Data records

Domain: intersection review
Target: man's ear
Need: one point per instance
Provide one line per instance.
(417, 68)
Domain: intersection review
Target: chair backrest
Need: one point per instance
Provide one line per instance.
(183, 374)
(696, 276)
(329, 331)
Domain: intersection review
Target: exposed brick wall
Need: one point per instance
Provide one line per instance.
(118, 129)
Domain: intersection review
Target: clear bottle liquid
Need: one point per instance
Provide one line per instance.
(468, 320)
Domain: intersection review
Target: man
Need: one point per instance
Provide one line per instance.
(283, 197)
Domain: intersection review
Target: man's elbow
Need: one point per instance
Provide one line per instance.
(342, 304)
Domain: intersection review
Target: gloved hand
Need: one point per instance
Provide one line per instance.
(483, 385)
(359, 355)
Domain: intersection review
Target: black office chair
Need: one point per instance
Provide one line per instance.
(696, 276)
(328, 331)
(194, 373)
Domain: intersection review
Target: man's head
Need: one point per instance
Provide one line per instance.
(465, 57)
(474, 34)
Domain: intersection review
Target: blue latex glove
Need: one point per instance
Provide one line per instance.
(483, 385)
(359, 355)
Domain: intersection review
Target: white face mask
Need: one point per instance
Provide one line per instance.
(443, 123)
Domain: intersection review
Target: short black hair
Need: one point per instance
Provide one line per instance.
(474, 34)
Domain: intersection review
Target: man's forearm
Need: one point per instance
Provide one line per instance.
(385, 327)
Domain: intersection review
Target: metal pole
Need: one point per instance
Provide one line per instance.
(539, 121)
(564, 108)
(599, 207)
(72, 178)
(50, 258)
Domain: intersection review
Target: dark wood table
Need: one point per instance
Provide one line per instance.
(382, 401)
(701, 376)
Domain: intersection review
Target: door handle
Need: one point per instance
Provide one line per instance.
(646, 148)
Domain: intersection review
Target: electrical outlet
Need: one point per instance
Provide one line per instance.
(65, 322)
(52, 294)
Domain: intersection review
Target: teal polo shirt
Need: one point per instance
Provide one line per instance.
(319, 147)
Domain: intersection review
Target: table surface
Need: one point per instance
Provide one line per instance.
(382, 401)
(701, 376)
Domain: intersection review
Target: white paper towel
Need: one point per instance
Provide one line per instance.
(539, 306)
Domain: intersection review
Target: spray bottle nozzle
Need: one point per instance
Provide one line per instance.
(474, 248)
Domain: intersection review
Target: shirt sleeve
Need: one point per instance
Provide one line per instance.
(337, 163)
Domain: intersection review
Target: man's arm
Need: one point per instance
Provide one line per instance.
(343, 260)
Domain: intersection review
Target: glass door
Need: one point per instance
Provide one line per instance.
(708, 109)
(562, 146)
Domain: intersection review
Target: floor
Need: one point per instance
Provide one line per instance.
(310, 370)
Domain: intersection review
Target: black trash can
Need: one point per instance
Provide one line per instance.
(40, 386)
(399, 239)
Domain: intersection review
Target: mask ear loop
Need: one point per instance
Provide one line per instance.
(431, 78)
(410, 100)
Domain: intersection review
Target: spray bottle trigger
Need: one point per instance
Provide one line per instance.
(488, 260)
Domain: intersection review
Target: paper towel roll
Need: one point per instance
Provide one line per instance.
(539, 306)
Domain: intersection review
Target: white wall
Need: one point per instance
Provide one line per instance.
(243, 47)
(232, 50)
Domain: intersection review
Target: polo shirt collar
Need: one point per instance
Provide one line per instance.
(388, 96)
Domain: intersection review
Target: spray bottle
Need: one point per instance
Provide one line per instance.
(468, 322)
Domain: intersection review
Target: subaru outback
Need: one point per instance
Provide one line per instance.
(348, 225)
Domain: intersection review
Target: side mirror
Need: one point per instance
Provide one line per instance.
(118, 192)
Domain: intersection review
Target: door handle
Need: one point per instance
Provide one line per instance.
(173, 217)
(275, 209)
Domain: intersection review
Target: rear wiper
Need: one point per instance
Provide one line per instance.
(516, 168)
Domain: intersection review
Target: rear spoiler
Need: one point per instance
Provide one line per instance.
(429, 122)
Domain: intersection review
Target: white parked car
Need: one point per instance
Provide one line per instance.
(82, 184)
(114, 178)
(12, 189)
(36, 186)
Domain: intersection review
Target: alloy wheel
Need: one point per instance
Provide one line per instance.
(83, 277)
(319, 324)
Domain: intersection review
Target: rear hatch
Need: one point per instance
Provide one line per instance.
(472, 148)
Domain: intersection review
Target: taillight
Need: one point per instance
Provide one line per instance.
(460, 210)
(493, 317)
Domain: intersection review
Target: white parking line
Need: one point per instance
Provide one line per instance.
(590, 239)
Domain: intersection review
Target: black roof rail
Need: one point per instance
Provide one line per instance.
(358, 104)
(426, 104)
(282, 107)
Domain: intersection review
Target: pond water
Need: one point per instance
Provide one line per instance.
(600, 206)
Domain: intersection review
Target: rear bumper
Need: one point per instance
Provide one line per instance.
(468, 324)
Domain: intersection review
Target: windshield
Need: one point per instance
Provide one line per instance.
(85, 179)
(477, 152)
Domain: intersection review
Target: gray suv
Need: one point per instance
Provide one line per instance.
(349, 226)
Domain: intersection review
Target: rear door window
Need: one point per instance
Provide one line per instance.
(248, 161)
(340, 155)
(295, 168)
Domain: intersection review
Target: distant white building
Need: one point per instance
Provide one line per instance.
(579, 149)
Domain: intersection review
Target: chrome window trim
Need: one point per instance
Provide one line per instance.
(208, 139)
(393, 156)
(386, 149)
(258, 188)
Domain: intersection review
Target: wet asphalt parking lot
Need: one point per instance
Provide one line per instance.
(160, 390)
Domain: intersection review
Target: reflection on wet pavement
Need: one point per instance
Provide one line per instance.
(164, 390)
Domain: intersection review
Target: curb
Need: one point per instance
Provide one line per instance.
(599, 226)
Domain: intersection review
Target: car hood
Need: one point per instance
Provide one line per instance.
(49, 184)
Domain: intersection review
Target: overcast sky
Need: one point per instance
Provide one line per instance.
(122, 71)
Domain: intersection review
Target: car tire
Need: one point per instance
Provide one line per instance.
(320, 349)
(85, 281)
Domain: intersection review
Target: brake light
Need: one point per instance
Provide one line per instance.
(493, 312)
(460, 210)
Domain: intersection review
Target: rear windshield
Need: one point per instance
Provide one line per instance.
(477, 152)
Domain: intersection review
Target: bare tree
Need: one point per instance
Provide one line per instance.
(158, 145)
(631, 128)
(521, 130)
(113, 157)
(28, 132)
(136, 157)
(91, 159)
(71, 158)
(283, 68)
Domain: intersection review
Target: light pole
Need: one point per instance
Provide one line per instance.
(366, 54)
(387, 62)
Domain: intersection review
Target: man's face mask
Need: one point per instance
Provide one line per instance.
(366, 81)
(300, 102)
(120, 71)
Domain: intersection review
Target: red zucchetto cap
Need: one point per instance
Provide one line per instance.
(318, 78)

What to do: Looking at the entries above, say how many lines contain the word "shirt". Only the number is wanted.

Reply: 3